━━━ EXCERPTED DATA

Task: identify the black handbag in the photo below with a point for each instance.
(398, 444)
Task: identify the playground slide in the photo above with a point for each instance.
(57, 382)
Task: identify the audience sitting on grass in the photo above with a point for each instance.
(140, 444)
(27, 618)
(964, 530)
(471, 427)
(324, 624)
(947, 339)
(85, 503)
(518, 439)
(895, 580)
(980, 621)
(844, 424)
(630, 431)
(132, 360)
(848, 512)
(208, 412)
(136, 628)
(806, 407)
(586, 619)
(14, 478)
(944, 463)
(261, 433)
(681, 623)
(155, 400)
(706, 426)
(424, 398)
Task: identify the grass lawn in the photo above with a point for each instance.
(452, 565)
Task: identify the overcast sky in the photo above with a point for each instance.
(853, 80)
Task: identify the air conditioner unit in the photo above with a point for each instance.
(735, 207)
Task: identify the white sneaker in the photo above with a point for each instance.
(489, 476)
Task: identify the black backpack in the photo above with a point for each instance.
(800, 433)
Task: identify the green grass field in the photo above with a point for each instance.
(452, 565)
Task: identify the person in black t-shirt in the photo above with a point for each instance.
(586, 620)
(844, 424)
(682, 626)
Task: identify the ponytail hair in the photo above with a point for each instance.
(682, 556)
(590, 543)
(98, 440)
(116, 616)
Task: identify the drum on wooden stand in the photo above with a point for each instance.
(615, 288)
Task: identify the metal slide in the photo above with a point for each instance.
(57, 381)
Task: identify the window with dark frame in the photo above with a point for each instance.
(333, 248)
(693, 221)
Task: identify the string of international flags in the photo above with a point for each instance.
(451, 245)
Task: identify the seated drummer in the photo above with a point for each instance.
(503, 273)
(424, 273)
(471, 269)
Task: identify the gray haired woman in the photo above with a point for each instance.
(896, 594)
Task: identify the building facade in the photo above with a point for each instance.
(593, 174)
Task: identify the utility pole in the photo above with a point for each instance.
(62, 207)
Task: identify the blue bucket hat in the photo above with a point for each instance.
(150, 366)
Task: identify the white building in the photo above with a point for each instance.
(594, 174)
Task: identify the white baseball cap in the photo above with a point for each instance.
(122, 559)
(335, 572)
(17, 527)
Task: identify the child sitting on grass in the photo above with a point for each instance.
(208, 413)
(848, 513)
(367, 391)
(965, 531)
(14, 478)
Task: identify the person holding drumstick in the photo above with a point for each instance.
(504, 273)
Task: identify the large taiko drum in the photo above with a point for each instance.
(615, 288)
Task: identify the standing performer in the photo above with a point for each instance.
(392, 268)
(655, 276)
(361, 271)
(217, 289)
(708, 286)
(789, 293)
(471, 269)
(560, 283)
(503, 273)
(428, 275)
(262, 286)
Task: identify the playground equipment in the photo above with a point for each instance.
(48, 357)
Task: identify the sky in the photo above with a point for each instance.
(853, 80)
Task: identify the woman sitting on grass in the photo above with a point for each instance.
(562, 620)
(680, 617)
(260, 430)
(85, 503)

━━━━━━

Rewrite the records from the line containing "Task: identify the large" through the end of the records, both ends included, as a two-column CSV with the columns "prompt" and "points". Give one row for each record, placing its text and its answer each in a single quoted field, with line breaks turned into spaces.

prompt,points
"Task: identify the large taiko drum in the photo above with a point for each instance.","(615, 288)"
"Task: identify the standing performer in the photo above with a point for each instance.","(392, 268) (655, 276) (361, 271) (217, 289) (708, 286) (789, 293) (471, 269) (560, 283) (503, 273) (428, 275) (262, 286)"
"Task: identify the playground equipment in the photo above with a point for each instance.","(48, 357)"
"Task: identify the sky in the photo above with a point for each instance.","(853, 80)"
"Task: identify the woman sitting on grass in the photo above with a point for each instance.","(562, 620) (680, 617) (260, 430) (85, 503)"